**What you need to do**.
A – In the article on the Hospital Authority's home-loan scheme, how many years must staff have worked at the authority to qualify for a loan?
B – Carry on the article about the Hospital Authority's home-loan scheme from the point where it ends.

**Document section**.
━━━━━━━━
HK$6m home-loans incentive to staunch hospital brain drain
Hospital Authority will offer low-interest loan of up to HK$6 million per head to public hospitals staff to buy flat in an attempt to stop worsening brain drain.
These staff -- nurses, doctors and even cleaners -- are entitle as long as they have worked at the institution for more than three years, amid worsened manpower loss at public hospitals.
Last month, the loss of public doctors rose to 6.2 percent from 4.9 percent in September and nurses to 7.7 percent from 6.7 percent, the authority said on Thursday.
The loan scheme was passed in a general meeting Thursday, together with two other manpower retainment policies including strengthening the promotion ladder and establishing a Hospital Authority Academy.
On the proposal of the “low-interest home loan scheme,” employees can borrow a sum worth of 36 to 48 months of employees' salary -- with a cap between HK$5 million and HK$6 million -- at a 1 percent interest, much lower than that in the private market, with a repayment period of up to 20 years.
The scheme opens all employees, including medics and non-medics, who have worked in the authority for over three years and are buying homes to live in, not for speculations.
Speaking to the press after the meeting, the authority's chairman Henry Fan Hung-ling said the authority will introduce a vetting mechanism on applicants and the scheme will take effect in the second half of next year the earliest.
“The scheme offers character loans. No guarantee is needed,” he said. “They can apply mortgage for the property separately.”
“Experts have estimated the loan will be helpful to a considerable number of colleagues,” Fan said, adding details of the scheme such as the exact loan amount and the interest rate are still being worked out, and the authority will consult employees and financial institutions.
But he said the scheme is a long-term policy and there's no quota. It is an enhancement of the authority's existing Home Loan Interest Subsidy Scheme launched in the 1990s, in which employees could apply for interest subsidies after they have purchased homes.
Fan said the scheme was popular in the beginning, with more than 4,000 employees applying for it every year. However, property prices has skyrocketed since 2000 and eventually employees could not even afford down payments, prompting the authority to upgrade this old scheme.
He said the scheme has a current reserve of HK$7.8 billion, and the authority will hand the amount to financial institutions for them to manage, in order to maintain the flow of capital without requiring extra funding from the government.
Fan said the scheme is part of the authority's proposals to “buy time” and “stop the bleeding” before it can import overseas doctors.
The Legislative Council in October passed an amendment bill to allow non-Hong Kong resident specialists to work in local public hospitals, but it will only take effect after several months the soonest. But he admitted that the loan has limited appeal to medics who wish to migrate or switch to private medical institutions.
━━━━━━━━
**Data provided**.
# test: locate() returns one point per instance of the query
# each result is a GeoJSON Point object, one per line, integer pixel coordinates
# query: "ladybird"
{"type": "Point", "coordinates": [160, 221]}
━━━━━━━━
**Activity answers**.
A – More than three years.

B –
“If they want to migrate, there's nothing we can do to make them stay,” Fan said. “But we hope our colleagues will find one or two of the policies attractive, to boost their sense of belongings.”
He said manpower shortage is particular severe in specialist departments including anesthetics and radiology.
The authority's chief executive Tony Ko Pat-sing said in the next three years, 200 doctors who are currently associate consultants will be promoted as consultants. Nurses will see 300 additional headcounts for associate consultants and 40 consultant in the coming two years.
For class one patient service assistant, 60 more headcounts will be added to help with ward duties, while allied health workers will also enjoy better career development and promotion ladder.
On the establishment of the Hospital Authority Academy in the year 2022 to 2023, Ko said it will be a consolidation of the existing Institute of Advanced Nursing Studies, Institute of Advanced Allied Health Studies and Institute of Health Care, to offer accredited professional training programs.
Nurse Chan Chi-chung, Legislative Council candidate for the Medical and Health Services functional constituency, said the authority “has taken the right first step” for passing the low-interest home loan scheme.
Being the only public hospital worker among the five candidates, Chan said he had visited different public and private healthcare services organizations over the past month, during which he noticed that one of the medical workers’ demands was improving their employment terms.
Another candidate Chan Wing-kwong also welcomed the measures, as he believed the low-interest home loan scheme can solve doctors and nurses’ difficulties of saving their first installments.
But Chan, who is from the Democratic Alliance for the Betterment and Progress of Hong Kong, believed that it is important to improve more talents and lessen medical professionals’ burden of administrative work.
Other candidates in the Medical and Health Services sector are Scarlett Pong Oi-lan, David Lam Tzit-yuen and Ho Sung-hon.